Article:
---
The Python library openpyxl deals with the powerful spreadsheet application, Microsoft Excel. The openpyxl module allows your Python programs to read and modify Excel spreadsheet files.

Python openpyxl really shines when it comes to automating tasks for Microsoft Excel. For instance, you might have to job of going through thousands of spreadsheets to extract a certain piece of information. Instead of spending weeks slaving away doing such a tedious job. Why not write a simple python program in space of a few hours to do the job?

### Excel Terminology

We’ll quickly go through some Excel terminology here for those who aren’t very familiar.

An Excel spreadsheet document (also called workbook) is saved with the .`xlsx`

extension. Each Document can contain several **sheets**. These sheets are comprised of rows and columns. The row’s numbering starts from **1**. Whereas the column numbering starts from **A**. A box at a particular row and column is called a **cell**. The sheet that the user is current viewing/using is known as the **Active sheet**.
---
Excerpts from point annotation data:
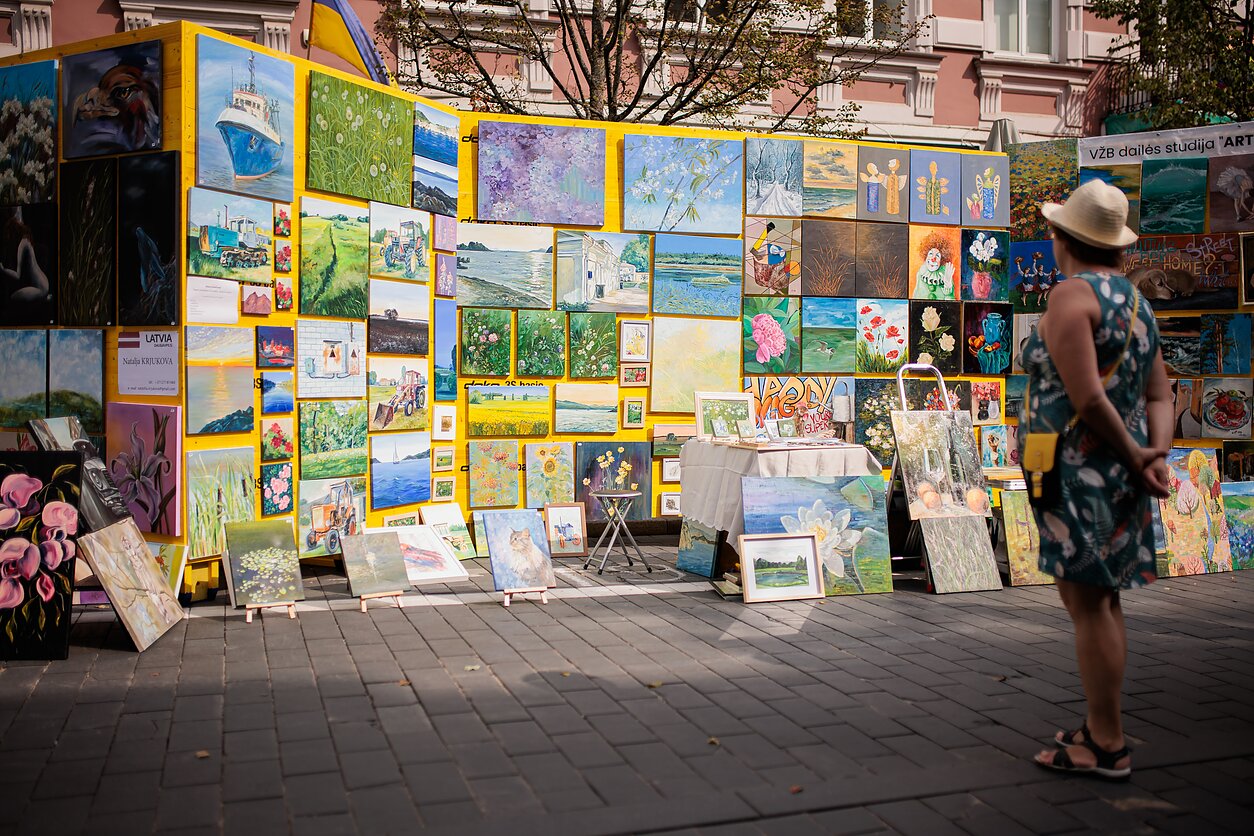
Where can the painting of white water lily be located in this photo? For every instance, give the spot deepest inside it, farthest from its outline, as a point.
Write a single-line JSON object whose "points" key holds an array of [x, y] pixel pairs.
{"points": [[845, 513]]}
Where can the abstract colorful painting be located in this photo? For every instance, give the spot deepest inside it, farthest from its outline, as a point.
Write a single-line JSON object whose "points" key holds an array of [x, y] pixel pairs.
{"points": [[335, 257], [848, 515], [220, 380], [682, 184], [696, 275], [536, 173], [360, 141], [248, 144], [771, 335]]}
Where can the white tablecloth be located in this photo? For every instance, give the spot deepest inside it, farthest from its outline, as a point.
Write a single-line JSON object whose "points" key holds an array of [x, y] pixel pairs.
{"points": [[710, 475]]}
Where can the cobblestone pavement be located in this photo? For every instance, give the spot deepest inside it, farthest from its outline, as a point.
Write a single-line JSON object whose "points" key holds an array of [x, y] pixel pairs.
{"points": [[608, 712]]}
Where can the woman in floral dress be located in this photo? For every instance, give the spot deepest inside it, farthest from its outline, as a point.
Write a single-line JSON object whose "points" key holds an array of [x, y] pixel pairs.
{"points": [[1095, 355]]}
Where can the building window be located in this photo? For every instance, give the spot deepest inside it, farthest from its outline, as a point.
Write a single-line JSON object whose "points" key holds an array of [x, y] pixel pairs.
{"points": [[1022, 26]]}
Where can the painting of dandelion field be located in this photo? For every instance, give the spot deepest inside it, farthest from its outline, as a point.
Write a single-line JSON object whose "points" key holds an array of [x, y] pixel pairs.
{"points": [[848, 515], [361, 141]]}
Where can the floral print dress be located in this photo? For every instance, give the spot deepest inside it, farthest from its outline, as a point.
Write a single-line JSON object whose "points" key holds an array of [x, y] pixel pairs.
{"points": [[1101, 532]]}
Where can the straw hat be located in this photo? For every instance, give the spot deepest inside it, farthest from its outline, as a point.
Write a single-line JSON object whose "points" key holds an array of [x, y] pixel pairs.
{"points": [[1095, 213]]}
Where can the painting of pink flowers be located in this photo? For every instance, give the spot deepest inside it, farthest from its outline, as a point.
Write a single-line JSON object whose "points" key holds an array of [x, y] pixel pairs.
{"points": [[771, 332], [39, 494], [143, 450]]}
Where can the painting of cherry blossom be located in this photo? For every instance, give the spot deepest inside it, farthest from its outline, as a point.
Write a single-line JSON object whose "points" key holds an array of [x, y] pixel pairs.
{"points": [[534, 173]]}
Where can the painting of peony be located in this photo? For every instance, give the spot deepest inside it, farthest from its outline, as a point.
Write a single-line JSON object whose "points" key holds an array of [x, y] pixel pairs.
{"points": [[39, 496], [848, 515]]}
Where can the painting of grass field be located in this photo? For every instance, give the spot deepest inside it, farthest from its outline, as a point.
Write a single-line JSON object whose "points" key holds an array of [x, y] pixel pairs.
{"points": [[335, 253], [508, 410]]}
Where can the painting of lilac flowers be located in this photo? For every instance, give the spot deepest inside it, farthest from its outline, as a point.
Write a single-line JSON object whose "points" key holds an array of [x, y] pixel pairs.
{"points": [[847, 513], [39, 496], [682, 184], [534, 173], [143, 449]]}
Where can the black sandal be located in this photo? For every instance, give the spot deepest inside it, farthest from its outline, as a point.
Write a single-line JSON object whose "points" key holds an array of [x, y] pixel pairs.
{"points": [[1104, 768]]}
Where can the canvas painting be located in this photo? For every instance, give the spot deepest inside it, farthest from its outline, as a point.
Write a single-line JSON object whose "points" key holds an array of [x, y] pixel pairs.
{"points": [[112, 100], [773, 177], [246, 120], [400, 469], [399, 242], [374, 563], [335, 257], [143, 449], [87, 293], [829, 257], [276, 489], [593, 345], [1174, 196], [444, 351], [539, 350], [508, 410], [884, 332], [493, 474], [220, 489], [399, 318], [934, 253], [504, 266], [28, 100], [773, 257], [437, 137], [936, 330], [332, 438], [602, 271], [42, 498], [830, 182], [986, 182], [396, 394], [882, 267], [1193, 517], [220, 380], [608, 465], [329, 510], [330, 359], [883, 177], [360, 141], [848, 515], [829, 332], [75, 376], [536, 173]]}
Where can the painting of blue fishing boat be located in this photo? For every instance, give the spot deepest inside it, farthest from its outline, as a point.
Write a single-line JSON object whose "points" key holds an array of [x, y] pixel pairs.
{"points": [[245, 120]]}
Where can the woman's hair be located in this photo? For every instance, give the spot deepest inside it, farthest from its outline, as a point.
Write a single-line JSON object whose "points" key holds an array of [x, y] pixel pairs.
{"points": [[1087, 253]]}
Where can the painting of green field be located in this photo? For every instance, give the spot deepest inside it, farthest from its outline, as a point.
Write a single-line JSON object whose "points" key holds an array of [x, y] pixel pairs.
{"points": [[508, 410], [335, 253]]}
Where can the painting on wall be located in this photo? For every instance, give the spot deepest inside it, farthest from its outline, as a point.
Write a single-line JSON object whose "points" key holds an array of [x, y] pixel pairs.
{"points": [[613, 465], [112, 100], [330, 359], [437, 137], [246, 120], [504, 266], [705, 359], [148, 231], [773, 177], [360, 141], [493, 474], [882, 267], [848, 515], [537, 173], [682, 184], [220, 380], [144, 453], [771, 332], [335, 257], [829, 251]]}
---
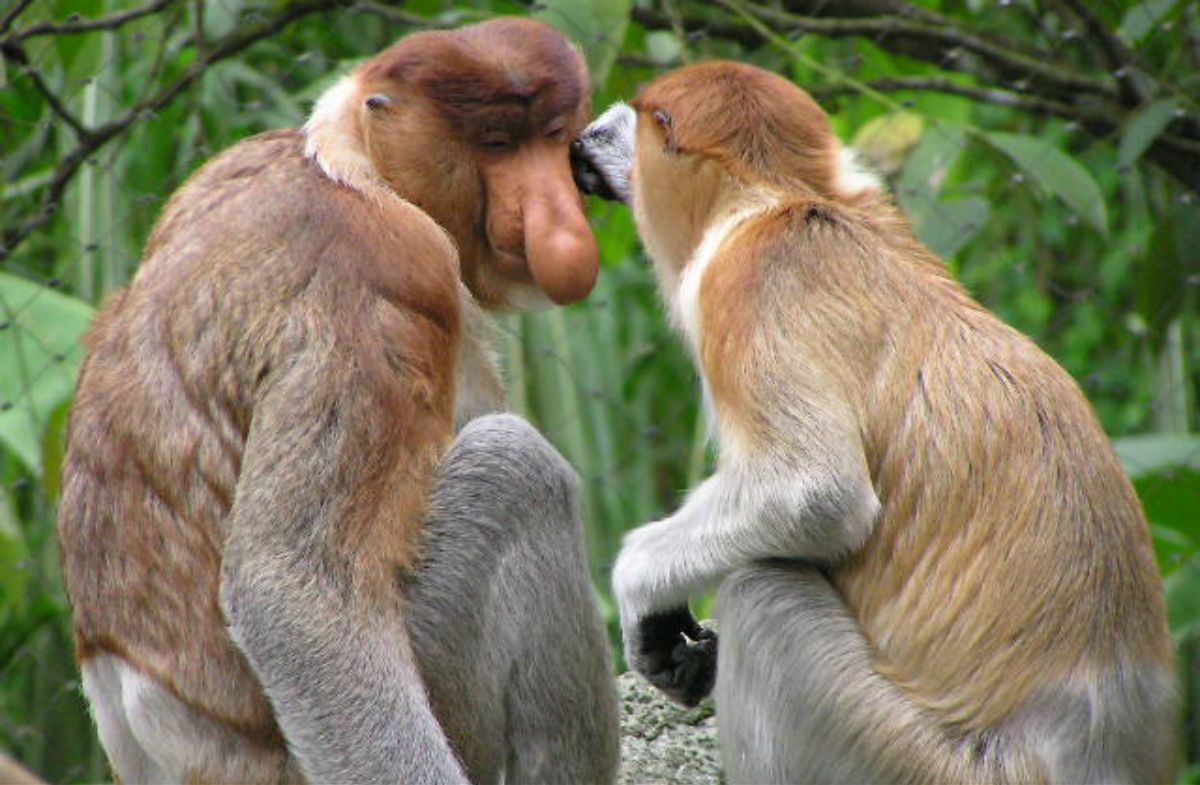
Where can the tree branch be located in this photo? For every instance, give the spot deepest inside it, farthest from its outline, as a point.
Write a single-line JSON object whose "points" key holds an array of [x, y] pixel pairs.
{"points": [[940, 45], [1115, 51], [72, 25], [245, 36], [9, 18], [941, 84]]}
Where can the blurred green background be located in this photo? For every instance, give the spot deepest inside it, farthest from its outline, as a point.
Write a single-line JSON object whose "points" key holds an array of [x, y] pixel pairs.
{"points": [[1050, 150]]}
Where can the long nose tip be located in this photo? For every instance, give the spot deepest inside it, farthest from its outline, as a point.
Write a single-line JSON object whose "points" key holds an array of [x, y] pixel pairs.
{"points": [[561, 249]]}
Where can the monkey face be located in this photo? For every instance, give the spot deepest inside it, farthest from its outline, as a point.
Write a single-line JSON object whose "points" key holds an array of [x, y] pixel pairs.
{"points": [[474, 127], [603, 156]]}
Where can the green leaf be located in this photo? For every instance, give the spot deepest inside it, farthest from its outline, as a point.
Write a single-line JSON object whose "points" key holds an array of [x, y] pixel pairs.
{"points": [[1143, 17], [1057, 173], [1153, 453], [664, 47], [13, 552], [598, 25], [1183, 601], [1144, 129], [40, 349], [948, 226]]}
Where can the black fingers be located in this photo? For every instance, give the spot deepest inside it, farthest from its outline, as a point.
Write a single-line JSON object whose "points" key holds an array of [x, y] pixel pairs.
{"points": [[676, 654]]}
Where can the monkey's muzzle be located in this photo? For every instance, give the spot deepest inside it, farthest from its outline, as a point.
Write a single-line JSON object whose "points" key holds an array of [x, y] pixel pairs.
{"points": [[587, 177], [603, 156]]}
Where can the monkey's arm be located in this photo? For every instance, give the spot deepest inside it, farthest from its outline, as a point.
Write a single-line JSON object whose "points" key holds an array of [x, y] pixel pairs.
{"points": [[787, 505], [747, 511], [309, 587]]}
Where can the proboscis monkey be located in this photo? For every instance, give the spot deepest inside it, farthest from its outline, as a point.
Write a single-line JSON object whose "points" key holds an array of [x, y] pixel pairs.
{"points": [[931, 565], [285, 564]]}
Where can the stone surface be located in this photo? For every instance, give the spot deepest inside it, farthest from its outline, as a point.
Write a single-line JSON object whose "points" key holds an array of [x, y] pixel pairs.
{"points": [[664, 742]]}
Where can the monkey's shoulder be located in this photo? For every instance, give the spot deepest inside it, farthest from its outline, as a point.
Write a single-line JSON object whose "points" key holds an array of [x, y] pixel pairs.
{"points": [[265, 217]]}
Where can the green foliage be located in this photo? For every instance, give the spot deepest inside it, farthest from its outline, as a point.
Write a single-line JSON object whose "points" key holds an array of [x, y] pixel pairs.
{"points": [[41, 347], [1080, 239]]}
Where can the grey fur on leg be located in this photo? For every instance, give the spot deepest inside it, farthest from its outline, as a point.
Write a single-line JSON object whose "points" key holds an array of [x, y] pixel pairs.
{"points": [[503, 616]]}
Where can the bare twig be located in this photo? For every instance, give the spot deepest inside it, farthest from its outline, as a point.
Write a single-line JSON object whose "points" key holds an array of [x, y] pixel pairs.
---
Given problem:
List every word or character that the openpyxl article sets in bold.

Worked answer:
sheets, 1, A, cell, Active sheet